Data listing
--- BEGIN ---

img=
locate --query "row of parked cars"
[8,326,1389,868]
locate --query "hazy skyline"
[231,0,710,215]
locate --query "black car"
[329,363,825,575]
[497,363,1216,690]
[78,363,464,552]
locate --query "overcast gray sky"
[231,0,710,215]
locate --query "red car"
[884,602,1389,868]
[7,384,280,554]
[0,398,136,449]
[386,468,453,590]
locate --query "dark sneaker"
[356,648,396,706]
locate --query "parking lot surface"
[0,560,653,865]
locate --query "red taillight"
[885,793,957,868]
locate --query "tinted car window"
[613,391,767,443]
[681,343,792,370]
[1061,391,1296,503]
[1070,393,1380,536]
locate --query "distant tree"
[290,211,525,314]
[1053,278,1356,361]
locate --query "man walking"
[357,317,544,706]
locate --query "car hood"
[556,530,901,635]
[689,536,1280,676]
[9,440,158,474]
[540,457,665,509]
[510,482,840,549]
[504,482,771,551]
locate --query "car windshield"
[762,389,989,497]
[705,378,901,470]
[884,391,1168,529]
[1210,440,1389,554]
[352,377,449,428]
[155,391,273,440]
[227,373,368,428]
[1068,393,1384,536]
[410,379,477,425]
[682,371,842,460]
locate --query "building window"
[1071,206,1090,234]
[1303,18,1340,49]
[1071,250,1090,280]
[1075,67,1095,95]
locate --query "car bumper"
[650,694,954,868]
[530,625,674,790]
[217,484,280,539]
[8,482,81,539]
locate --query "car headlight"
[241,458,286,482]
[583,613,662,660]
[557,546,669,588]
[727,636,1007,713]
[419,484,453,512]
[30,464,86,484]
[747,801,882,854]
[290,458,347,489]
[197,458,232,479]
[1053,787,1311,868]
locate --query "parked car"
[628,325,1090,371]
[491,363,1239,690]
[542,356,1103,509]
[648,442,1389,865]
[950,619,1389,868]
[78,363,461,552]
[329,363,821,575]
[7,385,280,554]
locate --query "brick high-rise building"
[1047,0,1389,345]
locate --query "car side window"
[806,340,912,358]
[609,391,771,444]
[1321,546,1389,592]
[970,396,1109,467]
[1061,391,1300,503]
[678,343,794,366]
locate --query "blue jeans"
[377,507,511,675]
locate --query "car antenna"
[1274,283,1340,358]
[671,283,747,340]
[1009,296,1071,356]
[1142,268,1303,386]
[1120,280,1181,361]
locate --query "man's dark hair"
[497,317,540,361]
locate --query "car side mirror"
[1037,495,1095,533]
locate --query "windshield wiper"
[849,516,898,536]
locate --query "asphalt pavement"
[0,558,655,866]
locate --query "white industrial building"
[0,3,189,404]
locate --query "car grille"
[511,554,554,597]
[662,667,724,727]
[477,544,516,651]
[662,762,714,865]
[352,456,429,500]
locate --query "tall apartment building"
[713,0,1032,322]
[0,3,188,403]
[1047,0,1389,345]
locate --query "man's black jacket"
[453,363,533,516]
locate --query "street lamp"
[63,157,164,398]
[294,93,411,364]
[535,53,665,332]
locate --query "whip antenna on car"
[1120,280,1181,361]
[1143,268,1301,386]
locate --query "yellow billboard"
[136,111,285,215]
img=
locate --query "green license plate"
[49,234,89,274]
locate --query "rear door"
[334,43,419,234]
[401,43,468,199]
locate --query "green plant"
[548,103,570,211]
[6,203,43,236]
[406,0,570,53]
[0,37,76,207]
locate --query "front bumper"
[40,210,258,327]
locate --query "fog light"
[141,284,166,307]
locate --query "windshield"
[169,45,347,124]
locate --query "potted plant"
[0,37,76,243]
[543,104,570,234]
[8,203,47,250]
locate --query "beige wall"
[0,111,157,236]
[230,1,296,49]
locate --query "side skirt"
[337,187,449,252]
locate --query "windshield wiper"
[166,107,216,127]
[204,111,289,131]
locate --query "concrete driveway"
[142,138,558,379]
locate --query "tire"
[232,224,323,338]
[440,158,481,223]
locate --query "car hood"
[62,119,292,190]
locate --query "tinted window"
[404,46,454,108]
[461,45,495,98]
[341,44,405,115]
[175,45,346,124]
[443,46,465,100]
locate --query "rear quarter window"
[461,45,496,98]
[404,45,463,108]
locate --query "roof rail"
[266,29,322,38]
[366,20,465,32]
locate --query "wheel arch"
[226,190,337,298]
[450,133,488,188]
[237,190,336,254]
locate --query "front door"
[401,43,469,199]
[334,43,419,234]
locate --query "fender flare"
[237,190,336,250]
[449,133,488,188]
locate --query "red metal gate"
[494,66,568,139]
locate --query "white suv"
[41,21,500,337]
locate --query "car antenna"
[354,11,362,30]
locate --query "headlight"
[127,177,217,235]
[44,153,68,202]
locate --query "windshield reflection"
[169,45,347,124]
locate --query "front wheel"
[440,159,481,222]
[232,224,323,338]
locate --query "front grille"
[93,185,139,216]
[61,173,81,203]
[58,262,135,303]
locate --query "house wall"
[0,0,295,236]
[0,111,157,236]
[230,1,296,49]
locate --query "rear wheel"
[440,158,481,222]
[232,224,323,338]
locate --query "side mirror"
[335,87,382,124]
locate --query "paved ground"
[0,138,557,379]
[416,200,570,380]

--- END ---

Short problem: Every entry must be quoted exactly as it appears above.

Answer:
img=
locate --query "row of parked cars"
[8,326,1389,868]
locate --query "hazy skyline"
[231,0,710,215]
locate --query "black car"
[329,363,825,575]
[497,363,1216,690]
[78,363,464,552]
locate --query "overcast gray sky"
[231,0,710,215]
locate --query "red car"
[884,602,1389,868]
[7,384,280,554]
[0,398,136,449]
[386,468,453,590]
locate --query "dark sneaker"
[356,648,396,706]
locate --query "parking lot surface"
[0,560,653,865]
locate --query "red taillight"
[885,793,957,868]
locate --query "tinted car window"
[613,391,767,443]
[681,343,792,370]
[1061,391,1296,503]
[1070,393,1380,536]
locate --query "distant tree"
[290,211,525,314]
[1053,278,1356,361]
locate --query "man walking"
[357,317,544,706]
locate --query "car hood"
[556,530,901,635]
[689,536,1280,676]
[9,440,158,474]
[540,457,665,509]
[510,482,840,549]
[504,482,771,551]
locate --query "car windshield"
[762,389,989,497]
[705,378,901,470]
[884,391,1168,529]
[1210,440,1389,554]
[352,377,449,428]
[155,391,273,440]
[227,373,368,428]
[1068,393,1384,536]
[410,379,477,425]
[682,371,842,460]
locate --query "building window"
[1071,206,1090,234]
[1303,18,1340,49]
[1071,250,1090,280]
[1075,67,1095,95]
locate --query "car bumper"
[650,694,954,868]
[530,625,674,790]
[217,484,280,539]
[8,482,81,539]
locate --query "car headlight"
[241,458,286,482]
[583,613,662,660]
[557,546,669,588]
[727,636,1007,713]
[419,484,453,512]
[30,464,86,484]
[747,801,882,854]
[290,458,347,489]
[197,458,232,479]
[1053,787,1311,868]
locate --query "parked car"
[628,325,1090,371]
[491,363,1239,690]
[542,356,1103,509]
[648,442,1389,865]
[950,619,1389,868]
[78,363,461,552]
[329,363,821,575]
[7,385,280,554]
locate --query "brick high-rise building"
[1047,0,1389,345]
locate --query "car side window"
[806,340,912,358]
[609,391,771,444]
[1321,546,1389,592]
[970,396,1109,467]
[1061,391,1300,503]
[678,343,794,366]
locate --query "blue jeans"
[377,507,511,675]
locate --query "car antenna"
[1274,283,1340,358]
[671,283,747,340]
[1009,296,1071,356]
[1142,268,1303,386]
[1120,280,1181,361]
locate --query "man's dark hair"
[497,317,540,361]
locate --query "car side mirror"
[1037,495,1095,533]
locate --query "windshield wiper"
[849,516,898,536]
locate --query "asphalt pavement"
[0,558,655,866]
locate --query "white industrial building"
[0,3,189,404]
locate --query "car grille"
[511,554,554,597]
[662,667,724,727]
[477,544,516,651]
[662,762,714,865]
[352,456,429,500]
locate --query "tall apartment building"
[713,0,1032,322]
[0,3,188,403]
[1047,0,1389,345]
locate --query "man's black jacket"
[453,363,533,516]
locate --query "street lamp"
[63,157,164,398]
[294,93,411,364]
[535,53,665,332]
locate --query "whip antenna on car"
[1120,280,1181,361]
[1143,268,1301,386]
locate --query "yellow billboard"
[136,111,285,215]
img=
locate --query "green license plate"
[49,234,89,274]
locate --query "rear door"
[334,43,419,234]
[401,43,468,199]
locate --query "green plant"
[548,103,570,211]
[6,203,43,236]
[406,0,570,53]
[0,37,76,207]
locate --query "front bumper"
[40,210,258,327]
locate --query "fog light"
[141,284,166,307]
locate --query "windshield"
[169,45,347,124]
locate --query "potted plant"
[0,37,76,243]
[543,104,570,234]
[8,203,47,250]
locate --query "beige wall"
[0,111,157,236]
[230,1,296,49]
locate --query "side skirt"
[337,187,449,252]
locate --query "windshield wiper"
[166,107,216,127]
[204,111,289,131]
locate --query "concrete driveway"
[142,138,558,379]
locate --query "tire"
[232,224,323,338]
[440,158,481,223]
locate --query "car hood"
[62,119,292,190]
locate --query "tinted window"
[404,46,454,108]
[461,45,495,98]
[341,44,405,115]
[175,45,346,124]
[443,46,465,100]
locate --query "rear quarter window"
[461,45,496,98]
[404,45,463,108]
locate --query "roof rail"
[266,29,322,38]
[366,20,465,32]
locate --query "wheel arch"
[226,190,337,298]
[450,133,488,188]
[237,190,336,254]
locate --query "front door"
[401,43,469,199]
[334,43,419,234]
locate --query "fender flare"
[237,190,336,250]
[449,133,488,188]
locate --query "red metal gate"
[494,66,568,139]
locate --query "white suv"
[41,21,500,337]
locate --query "car antenna"
[354,11,362,30]
locate --query "headlight"
[127,177,217,235]
[44,153,68,202]
locate --query "windshield reflection"
[169,45,347,124]
locate --query "front wheel"
[440,159,481,222]
[232,224,323,338]
locate --query "front grille"
[93,185,139,216]
[61,173,81,203]
[58,262,135,303]
locate --query "house wall"
[0,0,295,236]
[0,111,157,236]
[230,1,296,49]
locate --query "rear wheel"
[440,158,481,222]
[232,224,323,338]
locate --query "side mirror"
[335,87,382,124]
locate --query "paved ground"
[0,138,557,379]
[416,200,570,380]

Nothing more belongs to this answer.